▶ _STATED TASK_
Write every line of the entries below as a JSON list of strings, one string per line, leaving out blank lines. Don't include the pictures.

(Coordinate annotation entries)

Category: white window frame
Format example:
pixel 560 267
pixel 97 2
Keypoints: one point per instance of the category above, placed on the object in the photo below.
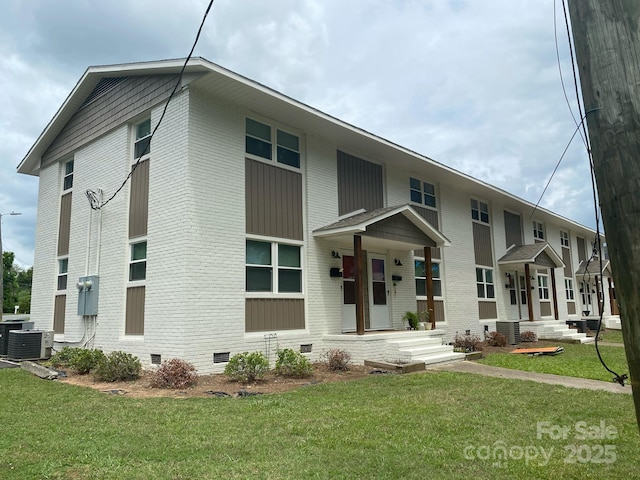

▶ _TASK RESULT_
[
  "Category: white window frame",
  "Format example:",
  "pixel 560 267",
  "pixel 97 2",
  "Keypoints: one point per instance of the category above, placed on the object in the photo below."
]